■ SHORT PROBLEM ■
Give the entries back exactly, dropping each image.

=== ITEMS ===

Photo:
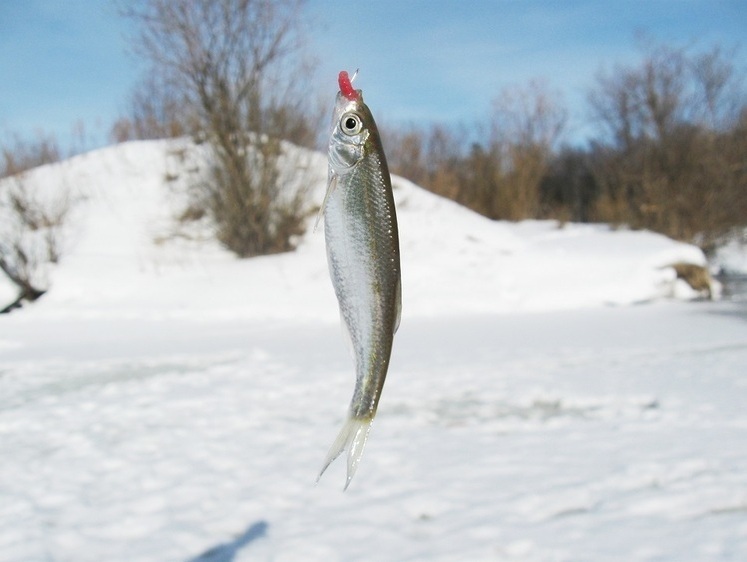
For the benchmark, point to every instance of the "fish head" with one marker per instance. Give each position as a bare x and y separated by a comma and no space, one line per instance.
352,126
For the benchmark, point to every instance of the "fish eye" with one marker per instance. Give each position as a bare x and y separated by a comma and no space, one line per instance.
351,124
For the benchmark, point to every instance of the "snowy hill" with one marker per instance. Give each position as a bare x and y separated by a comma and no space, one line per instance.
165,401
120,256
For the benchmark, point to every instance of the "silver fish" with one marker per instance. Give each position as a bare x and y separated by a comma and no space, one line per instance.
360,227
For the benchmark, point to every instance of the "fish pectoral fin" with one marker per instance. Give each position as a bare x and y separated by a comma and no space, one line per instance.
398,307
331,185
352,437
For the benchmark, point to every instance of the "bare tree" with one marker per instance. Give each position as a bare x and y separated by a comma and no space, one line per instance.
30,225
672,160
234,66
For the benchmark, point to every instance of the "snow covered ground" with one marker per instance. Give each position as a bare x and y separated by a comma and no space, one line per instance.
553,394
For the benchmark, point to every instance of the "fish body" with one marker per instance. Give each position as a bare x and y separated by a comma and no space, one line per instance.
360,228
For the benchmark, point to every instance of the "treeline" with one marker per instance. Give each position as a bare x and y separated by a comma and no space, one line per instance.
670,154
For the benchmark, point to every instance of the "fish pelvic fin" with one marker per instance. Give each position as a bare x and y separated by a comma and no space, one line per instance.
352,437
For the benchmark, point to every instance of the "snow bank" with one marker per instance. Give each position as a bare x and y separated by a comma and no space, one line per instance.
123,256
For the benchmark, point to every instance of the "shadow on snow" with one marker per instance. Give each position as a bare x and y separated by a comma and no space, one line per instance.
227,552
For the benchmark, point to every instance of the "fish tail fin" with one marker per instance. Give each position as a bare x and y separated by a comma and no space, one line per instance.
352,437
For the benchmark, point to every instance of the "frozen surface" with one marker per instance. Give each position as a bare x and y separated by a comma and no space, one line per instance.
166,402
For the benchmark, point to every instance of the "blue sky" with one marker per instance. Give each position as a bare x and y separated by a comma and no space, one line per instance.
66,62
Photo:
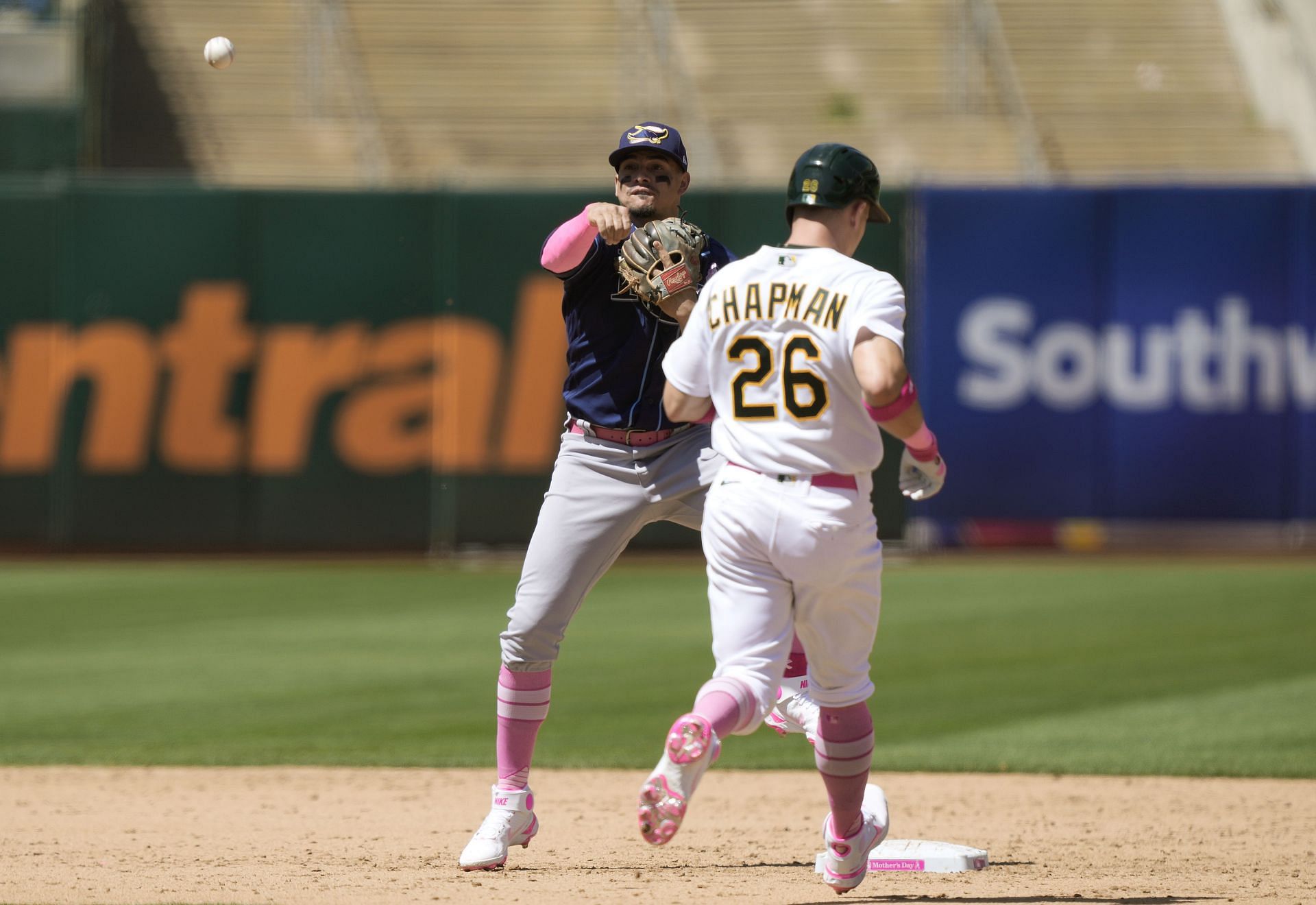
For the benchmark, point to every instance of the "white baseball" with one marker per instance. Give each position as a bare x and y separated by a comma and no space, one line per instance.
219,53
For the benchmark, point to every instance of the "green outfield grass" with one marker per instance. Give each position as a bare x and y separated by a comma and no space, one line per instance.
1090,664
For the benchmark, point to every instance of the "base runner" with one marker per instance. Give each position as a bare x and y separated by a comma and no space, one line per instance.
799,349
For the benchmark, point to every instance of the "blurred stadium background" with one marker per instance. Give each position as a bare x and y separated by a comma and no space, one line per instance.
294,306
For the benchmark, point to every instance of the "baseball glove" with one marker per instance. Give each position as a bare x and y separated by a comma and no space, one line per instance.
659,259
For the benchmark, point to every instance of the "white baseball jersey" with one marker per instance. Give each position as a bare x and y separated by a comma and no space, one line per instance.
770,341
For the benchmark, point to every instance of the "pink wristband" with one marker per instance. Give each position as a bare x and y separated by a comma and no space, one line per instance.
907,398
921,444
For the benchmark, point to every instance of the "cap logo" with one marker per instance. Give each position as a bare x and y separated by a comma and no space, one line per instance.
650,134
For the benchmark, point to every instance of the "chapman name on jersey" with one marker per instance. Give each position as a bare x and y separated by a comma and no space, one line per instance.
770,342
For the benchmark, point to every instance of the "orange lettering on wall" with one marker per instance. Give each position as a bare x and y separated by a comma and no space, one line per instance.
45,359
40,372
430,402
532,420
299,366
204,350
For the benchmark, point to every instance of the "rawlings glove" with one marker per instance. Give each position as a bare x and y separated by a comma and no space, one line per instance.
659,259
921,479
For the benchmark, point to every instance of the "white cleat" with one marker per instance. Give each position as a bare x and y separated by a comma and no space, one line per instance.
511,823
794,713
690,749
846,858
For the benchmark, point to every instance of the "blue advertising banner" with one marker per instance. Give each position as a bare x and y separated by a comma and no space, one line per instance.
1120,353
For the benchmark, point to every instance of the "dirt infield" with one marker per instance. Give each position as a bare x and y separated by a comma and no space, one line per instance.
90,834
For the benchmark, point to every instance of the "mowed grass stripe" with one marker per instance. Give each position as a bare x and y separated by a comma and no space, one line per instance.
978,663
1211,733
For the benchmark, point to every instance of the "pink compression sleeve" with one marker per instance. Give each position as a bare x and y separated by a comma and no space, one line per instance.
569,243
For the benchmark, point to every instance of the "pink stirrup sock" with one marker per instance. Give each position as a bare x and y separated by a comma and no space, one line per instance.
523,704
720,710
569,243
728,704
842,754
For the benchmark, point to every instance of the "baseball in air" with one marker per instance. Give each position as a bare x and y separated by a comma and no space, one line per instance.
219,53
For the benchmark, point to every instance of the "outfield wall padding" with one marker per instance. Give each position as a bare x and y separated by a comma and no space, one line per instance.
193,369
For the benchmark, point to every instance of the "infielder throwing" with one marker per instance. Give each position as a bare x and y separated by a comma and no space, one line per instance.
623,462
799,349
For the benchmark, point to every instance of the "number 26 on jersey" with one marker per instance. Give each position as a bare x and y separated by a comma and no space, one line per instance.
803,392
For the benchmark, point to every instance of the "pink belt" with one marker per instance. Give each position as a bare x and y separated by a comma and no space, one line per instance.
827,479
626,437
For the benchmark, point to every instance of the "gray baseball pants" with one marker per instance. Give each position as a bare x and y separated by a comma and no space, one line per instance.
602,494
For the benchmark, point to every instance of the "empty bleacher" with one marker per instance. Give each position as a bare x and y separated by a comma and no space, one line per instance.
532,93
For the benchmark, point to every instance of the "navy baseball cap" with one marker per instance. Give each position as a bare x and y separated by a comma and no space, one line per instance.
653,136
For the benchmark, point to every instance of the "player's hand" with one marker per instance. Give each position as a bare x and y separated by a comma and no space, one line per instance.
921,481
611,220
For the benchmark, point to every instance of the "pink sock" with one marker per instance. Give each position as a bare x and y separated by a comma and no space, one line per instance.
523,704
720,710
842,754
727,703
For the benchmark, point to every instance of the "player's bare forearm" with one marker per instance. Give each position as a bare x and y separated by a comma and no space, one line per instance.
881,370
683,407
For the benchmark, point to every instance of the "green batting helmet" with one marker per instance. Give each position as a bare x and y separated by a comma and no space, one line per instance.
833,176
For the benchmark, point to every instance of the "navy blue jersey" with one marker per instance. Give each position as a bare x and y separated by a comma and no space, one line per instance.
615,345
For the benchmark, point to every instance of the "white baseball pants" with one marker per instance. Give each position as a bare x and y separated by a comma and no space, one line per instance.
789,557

===

■ WORKED SOLUTION ■
Photo:
For the benchmark, point to every instance of the "fish head" with one marker per instance. Give each position as a bare x and y separated by a comma and no space, one line per instance.
352,126
For the benchmark, point to every instance of the "fish eye" with one marker per instance. Give each position as a bare x and y separated by a comma and no space, one line per instance.
351,124
For the benchmark, point to every instance of the "snowy hill" with one marker per instance. Give each position as a bare x and y separated by a comma and no space, one line per instance.
165,401
120,256
For the benchmark, point to every instance of the "silver fish" with one marker per instance. Give each position as a bare x and y separated by a comma and no space, one line per instance.
360,227
For the benchmark, point to every instance of the "fish pectoral fin" with one marker per instance. Give each position as a bare x and y separated by a comma and no space, one line per instance.
398,307
331,185
352,437
For the benchmark, point to every instance of the "bare tree" with one marker per instance. Give each position as a bare x and y separated by a comma and no space, one line per instance.
30,225
672,160
234,66
For the benchmark, point to every instance of the "snow covered ground" with one marker per instance. Give each position as a bare x and y separated by a comma and no space, one line per instance.
553,394
For the benchmark, point to every instance of the "fish body" with one marker per instance. Give each position as a bare x and y separated by a comma and no space, one line per instance.
360,228
For the benchmark, point to every instance of the "treeline" with one marker per instance. Give each position as a bare x and y separated by a comma and no space, one line per instance.
670,154
For the benchmark, point to every instance of the "fish pelvic fin" with one marker per instance. Give each position as a bare x and y separated by a comma and no space, one line per instance.
352,437
For the benchmark, point to every instance of the "snow bank" with one marker per instance. Give each position as a bare x and y separated by a comma and no space, one line per instance.
123,256
For the benchmark, point to every instance of the "shadow on snow" with one marker per instance. Give each position as a bare x and y separated by a comma and no space, one line per instance.
227,552
For the benchmark, point to every instance of the "fish tail fin" with one marker per instance. Give each position as a bare x and y separated by a comma and no space, one line per instance.
352,437
For the benchmark, point to every instance of the "frozen surface" with one marker per instance. Give each position as a bare x and y separated by a comma and no space, one line per instance.
166,402
For the benchmark, point to every instance of the "blue sky" with one marker per instance. Give each position as a bare x and y separated by a comma and no space, one line per instance.
66,62
Photo:
For the benchmark, point to every instance of the "white baseball" with one marker per instance. Give each position as a bare x and y separated by a comma and no space, one line per instance.
219,53
For the benchmark, point to every instance of the "green outfield grass" with one marker per instance. Give each position as a bare x and y separated by a comma and no space, one line per instance.
1090,664
For the benchmark, point to every instance of the "base runner" with one marker per instance. Give each position as a bare x and y separated by a comma and no space, one line per instance.
799,349
For the benchmark, point to every instance of the "blurred stadium background" with one marker per instance. Give each position as a bare x and y separated by a comma and no space, one line per instance.
294,306
For the benchmark, point to every instance of the "baseball glove" with one marker per instance. Give each position as a bare x and y separated by a comma and no space, one line per instance.
659,259
For the benchmark, point to every instance of the "white baseball jersey" with one marker per instance. Give each position as a bare x and y separated by a comma and no space, one line per instance.
770,341
For the benchmark, point to every instance of the "pink wristband" with one marker per instance. Give each position as a bare x and y separated by a comma and no space, one line per instance.
907,398
921,444
For the benchmark, point to every instance of the "cap logo" with one marker per instance. Give each position as a bare x and y separated by a comma and no space, one line per instance.
650,134
For the benchmark, point to every instance of the "chapman name on jersey" with one marker per instance. Give each position as a bare x and y separated by a comma and no space, one line per instance.
770,342
For the benchmark, point to every instance of the "orange lettering on wall" with one marker per instance. Give each position as a bare x and y separated by a comma and no space, one line per instance.
45,359
40,372
430,402
532,420
299,366
204,350
For the benchmark, point to every instance of the "rawlings glove" with one marker per instance. Give each position as a bare x and y separated by a comma and no space, one line per instance.
659,259
921,479
For the benchmark, point to every instance of the "white cleat" with one marker per instance. Give each position as a bare x and y separated by a comma and no space, one line per instance.
511,823
794,713
690,749
846,858
For the benchmark, point to every instance of the "blue advertising banner" with one marker per instance. Give each position as a bare x and y separated by a comma and no space, one line per instance.
1120,353
For the benchmark, point to every instance of the "dirt infield" with one marker per instance. Give each position as a bare x and y separated by a comma and no space, one line per instance.
90,834
For the benchmark, point to every instance of the "mowed grass stripe" with one marker per instance. Give each position as a bare x and y separated by a comma and no space, one line per instance.
978,663
1211,733
For the benchmark, point to every instance of the "pink compression sleeve" with one marker per instance. Give each position as a bare x and y separated by a comma and no space, one line per instance.
569,243
For the benchmark, point to every instance of the "pink stirrup sock" with one marker per instance. Give each position as a bare x and y separated by a comma and no space, one line per instance.
523,704
720,710
569,243
728,704
842,754
For the benchmark, point to every instance of the "baseball in air" with one marker per instance. Give each position as a bare x and y separated by a comma and no space, one line per instance.
219,53
For the benchmark, point to every instance of the "outfield wall padding" with one marker per instance. Give each position as a bare x and y separated by a comma and no space, one line per instance.
193,369
For the benchmark, point to every instance of the "infielder throwing" with one marker per instance. Give each position as a bare x and y separated by a comma and no space, one line per instance.
623,462
799,349
For the benchmark, point to every instance of the "number 26 on jersey" with one marker per instance. Give each position as a bare x and y separated by a comma and no space, one line per instance.
803,392
For the benchmark, point to every instance of the "pink belt" with one marker per instance. Give each position as a bare x and y separated by a comma and no space, one line per instance.
827,479
626,437
For the benchmark, point to every instance of the "gray baseball pants" with one marker per instance. Give each position as a bare x and y separated by a comma and no space, one line per instance.
602,494
For the benchmark, point to every instance of the "empty bleacher" with one marker per instance. Give each position as a bare x and y separated by a comma and no space, one line per instance.
532,93
For the benchmark, point to every instance of the "navy baseball cap" with one marker per instance. Give each position as a bare x and y separated by a comma and no space, one line per instance.
653,136
For the benchmark, point to every instance of the "player's hand" with one marker per instance. Give each position as a bare x and y separated by a comma and no space, one line per instance.
921,481
611,220
For the benchmark, point to every instance of the "pink sock" with one marker per instance. Give each position as a bare x and y separated by a comma and no space, one line per instance.
523,704
720,710
842,754
727,703
For the benchmark, point to every instance of the "player's bare forearm" with one marker per instance. Give each position as a bare x and y separated by a comma and no space, one line per instance.
881,370
683,407
For the benchmark, point to every instance of the "green batting helmet" with one marker per instance. Give each position as a bare x and y separated by a comma and no space, one line per instance.
833,176
For the benchmark, point to every instance of the "navy blue jersey" with one marker per instance. Give each position as a bare x and y separated by a comma and no space, one line per instance.
615,345
For the benchmark, point to every instance of the "white baseball pants" with one marker per instance. Give each position as a bare x and y separated by a comma and no space, one line per instance.
789,557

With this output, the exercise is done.